### Short exercise A
In the piece on Portugal at the 1928 Summer Olympics, which event won Portugal its bronze medal?
### Short exercise B
From the piece on Portugal at the 1928 Summer Olympics, quote the passage between "- José Mouzinho —" and "5th (poule 4)", inclusive.

### Extracted text
- IOC code: POR
- NOC: Olympic Committee of Portugal

in Amsterdam
- Competitors: 31 in 8 sports
- Officials: 9
- Medals Ranked 32nd: Gold 0 Silver 0 Bronze 1 Total 1

Summer Olympics appearances (overview)
- 1912; 1920; 1924; 1928; 1932; 1936; 1948; 1952; 1956; 1960; 1964; 1968; 1972; 1976; 1980; 1984; 1988; 1992; 1996; 2000; 2004; 2008; 2012; 2016; 2020; 2024;

= Portugal at the 1928 Summer Olympics =

Portugal competed at the 1928 Summer Olympics in Amsterdam, Netherlands. It was the nation's fourth appearance at the Olympics, after debuting in 1912.

A delegation of thirty-one competitors participated in eight sports, with the fencing team grabbing the second Olympic medal for Portugal. Most of the competitors were part of the debutant Portuguese Olympic football team.

==Medalists==

| Medal | Name | Sport | Event | Date |
|---|---|---|---|---|
| Bronze | Henrique da Silveira, Mário de Noronha, Jorge de Paiva, Paulo d'Eça Leal, Frederico Paredes, João Sassetti | Fencing | Men's team épée | August 5 |

==Athletics==

Men's 100m:
- J. Artur Prata Rebelo de Lima — 1st round: 4th (12th heat)

Men's 200m:
- J. Artur Prata Rebelo de Lima — 1st round: 4th (13th heat)

Men's 3000m Steeplechase:
- Henrique Santos — qualifying round: 7th (2nd heat)

Men's 110m Hurdles:
- J. Palhares Costa — 1st round: 4th (9th heat)

==Equestrian==

Men's Individual Jumping:
- L. Ivens Ferraz — 15th (4 faults)
- Hélder de Souza — 16th (4 faults)
- José Mouzinho — 19th (4 faults)

Men's Team Jumping:
- José Mouzinho, Hélder de Souza, L. Ivens Ferraz and J. Frois de Almeida — 6th (12 faults)

==Fencing==

Men's Individual Foil:
- Sebastião Herédia — 1st round: 5th (poule 4)

Men's Individual Sword:
- Frederico Paredes — semifinalist (poule 5)
- Henrique da Silveira — 2nd round: non qualified (poule 3)
- Paulo d'Eça Leal — 2nd round: non qualified (poule 2)

### Source excerpt
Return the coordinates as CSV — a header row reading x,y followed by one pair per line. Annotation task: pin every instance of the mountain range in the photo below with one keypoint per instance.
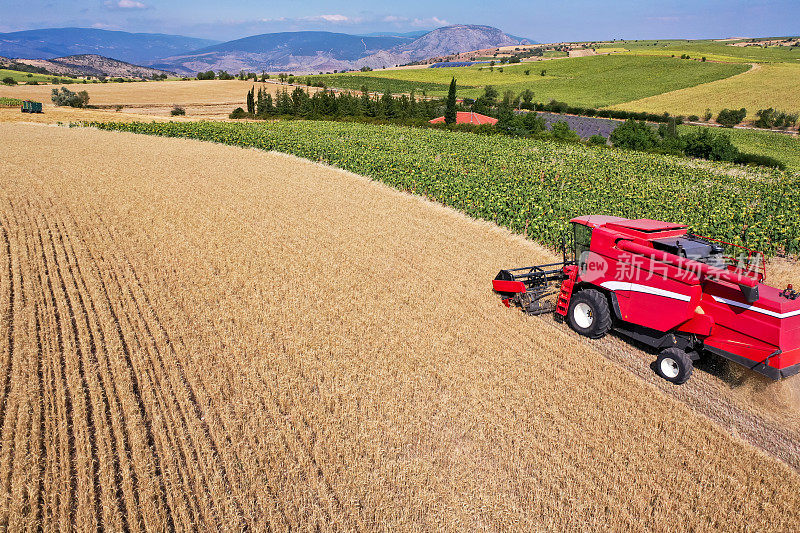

### Complete response A
The men's team épée in fencing.

### Complete response B
- José Mouzinho — 19th (4 faults)

Men's Team Jumping:
- José Mouzinho, Hélder de Souza, L. Ivens Ferraz and J. Frois de Almeida — 6th (12 faults)

==Fencing==

Men's Individual Foil:
- Sebastião Herédia — 1st round: 5th (poule 4)